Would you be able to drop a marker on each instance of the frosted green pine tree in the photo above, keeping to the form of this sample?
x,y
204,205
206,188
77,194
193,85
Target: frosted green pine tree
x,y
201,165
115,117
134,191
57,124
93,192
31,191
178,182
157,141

○ ○ ○

Copy the records above line for line, with no change to any word or number.

Would you be able to drop a marker on each instance of the frosted green pine tree in the photo above, keeping to the form of this sample?
x,y
204,205
206,188
77,194
193,85
Target: frosted green pine tree
x,y
201,165
115,117
134,191
57,124
93,192
31,191
178,182
157,141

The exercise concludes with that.